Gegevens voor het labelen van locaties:
┌──

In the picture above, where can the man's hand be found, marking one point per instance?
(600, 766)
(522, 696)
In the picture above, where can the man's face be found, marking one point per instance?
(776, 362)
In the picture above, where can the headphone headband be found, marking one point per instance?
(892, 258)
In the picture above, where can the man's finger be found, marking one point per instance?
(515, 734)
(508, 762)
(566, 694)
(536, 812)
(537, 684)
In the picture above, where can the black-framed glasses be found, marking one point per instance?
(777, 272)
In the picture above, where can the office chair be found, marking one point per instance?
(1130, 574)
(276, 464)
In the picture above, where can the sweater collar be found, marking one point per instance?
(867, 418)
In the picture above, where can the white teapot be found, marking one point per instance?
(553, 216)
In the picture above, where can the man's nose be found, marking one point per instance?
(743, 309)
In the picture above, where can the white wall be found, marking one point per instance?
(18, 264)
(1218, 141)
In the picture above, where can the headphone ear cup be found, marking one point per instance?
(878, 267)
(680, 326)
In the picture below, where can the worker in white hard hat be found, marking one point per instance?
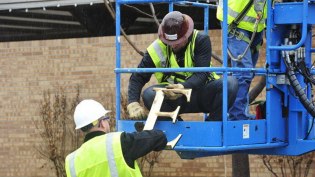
(104, 153)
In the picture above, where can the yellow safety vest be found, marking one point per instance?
(99, 157)
(158, 51)
(247, 23)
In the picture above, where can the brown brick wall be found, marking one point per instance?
(29, 68)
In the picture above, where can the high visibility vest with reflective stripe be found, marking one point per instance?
(99, 157)
(158, 52)
(247, 23)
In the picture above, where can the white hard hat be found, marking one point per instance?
(88, 111)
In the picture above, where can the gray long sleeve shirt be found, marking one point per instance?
(202, 58)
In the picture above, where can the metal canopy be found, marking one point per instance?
(27, 4)
(22, 20)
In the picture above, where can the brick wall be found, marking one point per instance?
(29, 68)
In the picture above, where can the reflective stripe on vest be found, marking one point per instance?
(100, 156)
(247, 23)
(111, 156)
(71, 164)
(158, 52)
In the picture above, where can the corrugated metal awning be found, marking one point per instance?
(29, 4)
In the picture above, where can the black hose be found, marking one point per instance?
(299, 91)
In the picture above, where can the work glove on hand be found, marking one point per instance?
(136, 111)
(171, 95)
(259, 8)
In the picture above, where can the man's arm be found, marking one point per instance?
(202, 58)
(138, 80)
(137, 144)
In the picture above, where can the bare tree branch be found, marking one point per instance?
(112, 13)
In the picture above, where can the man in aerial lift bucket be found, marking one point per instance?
(245, 37)
(180, 46)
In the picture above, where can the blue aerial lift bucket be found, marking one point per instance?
(286, 129)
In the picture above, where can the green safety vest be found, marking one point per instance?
(99, 157)
(247, 23)
(158, 51)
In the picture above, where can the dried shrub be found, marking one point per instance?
(56, 128)
(294, 166)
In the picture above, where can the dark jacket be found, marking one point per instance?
(137, 144)
(202, 58)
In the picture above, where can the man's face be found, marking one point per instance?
(177, 47)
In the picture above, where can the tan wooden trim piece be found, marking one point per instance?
(156, 106)
(172, 115)
(186, 92)
(172, 144)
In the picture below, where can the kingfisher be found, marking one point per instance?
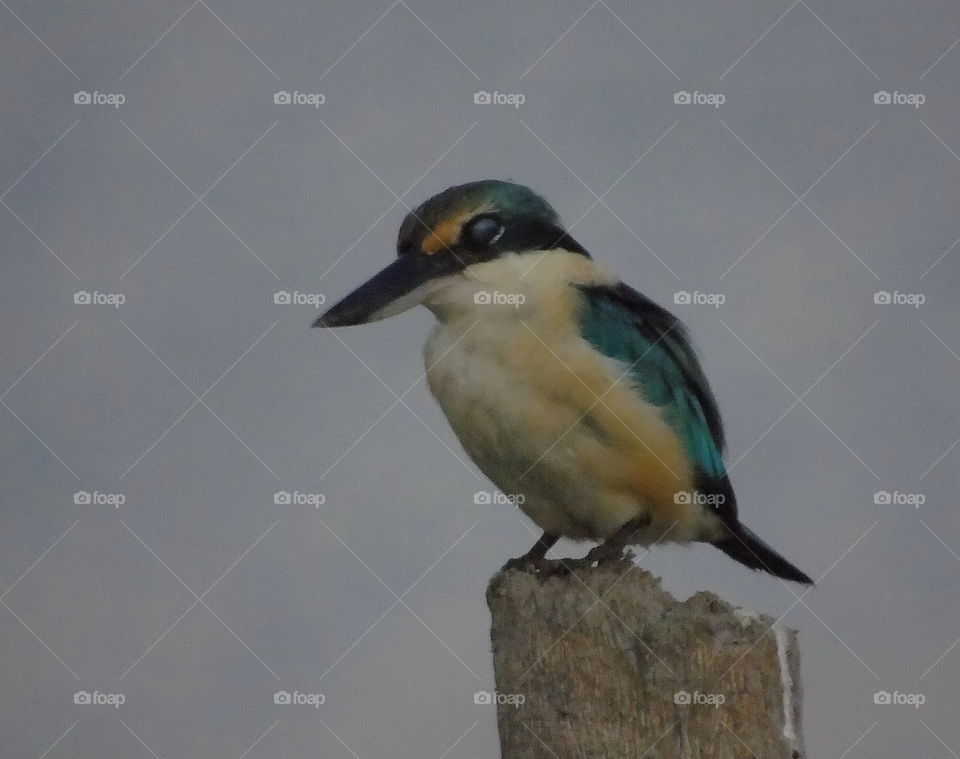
(572, 392)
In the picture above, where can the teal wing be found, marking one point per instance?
(623, 324)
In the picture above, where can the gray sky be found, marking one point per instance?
(198, 398)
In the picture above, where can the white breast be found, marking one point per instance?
(513, 378)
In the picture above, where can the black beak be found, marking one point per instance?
(402, 285)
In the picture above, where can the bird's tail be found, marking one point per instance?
(744, 546)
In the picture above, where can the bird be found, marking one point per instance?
(574, 393)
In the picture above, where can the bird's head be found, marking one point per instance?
(455, 229)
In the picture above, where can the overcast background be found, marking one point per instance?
(199, 397)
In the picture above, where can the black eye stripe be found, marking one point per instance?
(483, 230)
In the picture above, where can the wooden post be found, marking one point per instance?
(607, 664)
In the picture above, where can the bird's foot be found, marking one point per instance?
(606, 553)
(534, 564)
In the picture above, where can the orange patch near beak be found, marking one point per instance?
(444, 235)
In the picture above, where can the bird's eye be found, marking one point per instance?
(484, 230)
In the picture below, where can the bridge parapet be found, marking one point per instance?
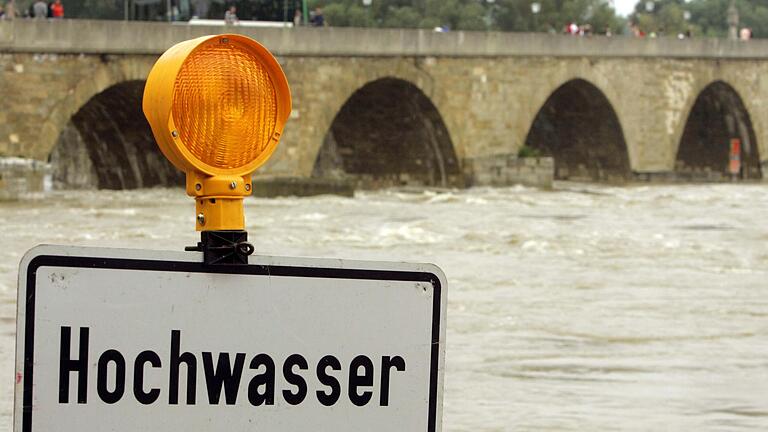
(132, 37)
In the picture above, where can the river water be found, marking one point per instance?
(584, 308)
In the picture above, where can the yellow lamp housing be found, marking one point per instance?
(217, 106)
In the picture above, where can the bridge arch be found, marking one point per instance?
(108, 144)
(717, 115)
(578, 126)
(388, 132)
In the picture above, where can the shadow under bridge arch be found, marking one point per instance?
(108, 144)
(718, 116)
(578, 127)
(388, 133)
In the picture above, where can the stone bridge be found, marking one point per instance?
(402, 106)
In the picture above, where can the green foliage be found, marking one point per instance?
(668, 17)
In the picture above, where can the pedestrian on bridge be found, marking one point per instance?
(57, 10)
(10, 10)
(40, 10)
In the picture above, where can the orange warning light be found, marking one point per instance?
(217, 106)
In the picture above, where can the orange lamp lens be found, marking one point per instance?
(224, 104)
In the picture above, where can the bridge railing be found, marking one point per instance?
(133, 37)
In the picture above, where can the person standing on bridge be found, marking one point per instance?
(230, 16)
(57, 10)
(10, 10)
(40, 10)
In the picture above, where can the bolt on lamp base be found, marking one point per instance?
(229, 247)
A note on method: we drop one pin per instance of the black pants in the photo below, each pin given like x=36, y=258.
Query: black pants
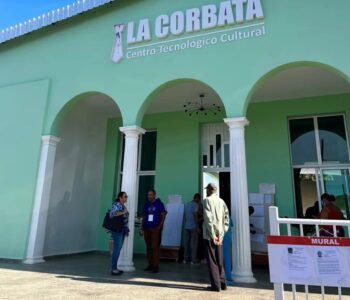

└──

Probleemomschrijving. Geef alle regels van de vermeldingen hierboven weer als een JSON-lijst van strings, met één string per regel en zonder lege regels. Laat de afbeeldingen daarbij weg.

Schriftelijk antwoord.
[
  "In the picture above, where can the man's hand be found, marking one point per instance?",
  "(600, 766)",
  "(522, 696)",
  "In the picture above, where can the man's face be found, marking one point per instance?",
  "(776, 362)",
  "In the picture above, where can the headphone headband be found, marking one point per instance?",
  "(892, 258)",
  "In the picture above, where can the man's finger be found, marking one point per instance?",
  "(515, 734)",
  "(508, 762)",
  "(566, 694)",
  "(536, 812)",
  "(537, 684)",
  "In the picture above, where can the black-framed glasses be found, marking one point per instance?",
  "(777, 272)",
  "In the picture above, where can the office chair be found, marking one point per instance?",
  "(1130, 574)",
  "(276, 464)",
  "In the picture above, where can the sweater collar be found, marking one point per instance?",
  "(867, 418)",
  "In the picture above, where can the white teapot be found, marking one point per instance?",
  "(553, 216)",
  "In the picture above, where can the man's nose be found, marking one point per instance?",
  "(743, 309)",
  "In the picture above, where can the white wall be found, marking one point per instance?",
  "(18, 264)",
  "(1218, 141)",
  "In the picture above, where can the headphone ear cup be found, marking one point per instance?",
  "(878, 267)",
  "(680, 326)",
  "In the picture below, where can the worker in white hard hat be found, marking one point per instance?",
  "(104, 153)",
  "In the picture above, where can the yellow safety vest be found, marking one point per instance?",
  "(99, 157)",
  "(158, 51)",
  "(247, 23)",
  "In the picture above, where can the brown brick wall be found, marking one point per instance?",
  "(29, 68)",
  "In the picture above, where can the high visibility vest with reflective stripe be found, marking one point per instance?",
  "(99, 157)",
  "(158, 52)",
  "(247, 23)",
  "In the picture above, where can the white hard hat be found, marking one point per instance?",
  "(88, 111)",
  "In the picture above, where can the gray long sleeve shirt be found, marking one point per instance?",
  "(202, 58)",
  "In the picture above, where can the metal canopy be found, marking one point per instance?",
  "(27, 4)",
  "(22, 20)",
  "In the picture above, where can the brick wall be found, marking one point per instance?",
  "(29, 68)",
  "In the picture above, where can the reflective stripe on vest be found, marking one point per instance?",
  "(100, 156)",
  "(247, 23)",
  "(111, 156)",
  "(71, 164)",
  "(158, 52)",
  "In the picture above, where can the corrugated metal awning be found, marking one point per instance?",
  "(29, 4)",
  "In the picture above, where can the black hose be found, marking one point per instance?",
  "(299, 91)",
  "In the picture above, where can the work glove on hand be found, marking one point per instance?",
  "(136, 111)",
  "(171, 95)",
  "(259, 8)",
  "In the picture above, where can the man's arm be found, marking one point per instance?",
  "(202, 58)",
  "(138, 80)",
  "(137, 144)",
  "In the picture above, where can the bare tree branch be found, marking one point per instance?",
  "(112, 13)",
  "In the picture above, where can the man in aerial lift bucket be found, marking one point per instance?",
  "(245, 37)",
  "(180, 46)",
  "In the picture above, where can the blue aerial lift bucket be found, marking one point per instance?",
  "(286, 129)",
  "In the picture above, where can the green safety vest be found, marking one point per instance?",
  "(99, 157)",
  "(247, 23)",
  "(158, 51)",
  "In the picture above, where can the dried shrub be found, marking one point per instance?",
  "(56, 128)",
  "(294, 166)",
  "In the picture above, where can the dark jacket be found, marking one point per instance?",
  "(137, 144)",
  "(202, 58)",
  "In the picture above, where can the man's face be found, marking one point per instance?",
  "(177, 47)",
  "In the picture above, where can the tan wooden trim piece be found, marking one point per instance?",
  "(156, 106)",
  "(172, 115)",
  "(186, 92)",
  "(172, 144)",
  "In the picture below, where can the kingfisher be found, marking one point per instance?",
  "(572, 392)",
  "In the picture above, where can the teal wing be found, marking one point per instance?",
  "(623, 324)",
  "In the picture above, where can the gray sky be found, marking one point per instance?",
  "(198, 398)",
  "In the picture above, where can the white breast be found, marking one point per instance?",
  "(513, 378)",
  "In the picture above, where can the black beak be found, marking one point per instance?",
  "(402, 285)",
  "In the picture above, where can the bird's tail be found, marking one point per instance?",
  "(744, 546)",
  "In the picture above, where can the bird be found, marking one point per instance?",
  "(574, 393)",
  "In the picture above, where can the bird's head be found, marking one point per instance?",
  "(455, 229)",
  "In the picture above, where can the overcast background be found, marking one point per instance?",
  "(199, 397)",
  "In the picture above, where can the black eye stripe be found, marking one point per instance?",
  "(483, 230)",
  "In the picture above, where can the wooden post be found, marking one point per instance?",
  "(607, 664)",
  "In the picture above, where can the bird's foot be found, marking one point per instance?",
  "(606, 553)",
  "(534, 564)",
  "In the picture above, where can the orange patch near beak be found, marking one point per instance?",
  "(444, 235)",
  "In the picture above, where can the bird's eye be found, marking one point per instance?",
  "(484, 230)",
  "In the picture below, where can the bridge parapet be found, marking one point per instance?",
  "(132, 37)",
  "In the picture above, where can the river water be found, marking one point per instance?",
  "(584, 308)",
  "In the picture above, where can the yellow lamp housing be found, marking one point per instance?",
  "(217, 106)",
  "In the picture above, where can the bridge arch be found, marking one point per instance?",
  "(108, 144)",
  "(717, 115)",
  "(578, 126)",
  "(388, 132)",
  "In the picture above, where can the shadow under bridge arch be found, marking one point per instance?",
  "(108, 144)",
  "(718, 116)",
  "(578, 127)",
  "(388, 133)",
  "In the picture above, where can the stone bridge be found, marking one point per instance?",
  "(402, 106)",
  "In the picture above, where can the green foliage be found, marking one point per instance?",
  "(668, 17)",
  "In the picture above, where can the pedestrian on bridge be found, marking one point per instance?",
  "(57, 10)",
  "(10, 10)",
  "(40, 10)",
  "In the picture above, where can the orange warning light be found, marking one point per instance?",
  "(217, 106)",
  "In the picture above, where can the orange lamp lens be found, marking one point per instance?",
  "(224, 104)",
  "In the picture above, where can the bridge railing be found, marking one point per instance?",
  "(133, 37)",
  "In the picture above, where can the person standing on bridge be found, marking one point per instance?",
  "(230, 16)",
  "(57, 10)",
  "(10, 10)",
  "(40, 10)",
  "In the picture above, where can the bolt on lamp base be found, marking one point per instance?",
  "(229, 247)",
  "A note on method: we drop one pin per instance of the black pants in the photo below, each pin given like x=36, y=258.",
  "Query: black pants"
]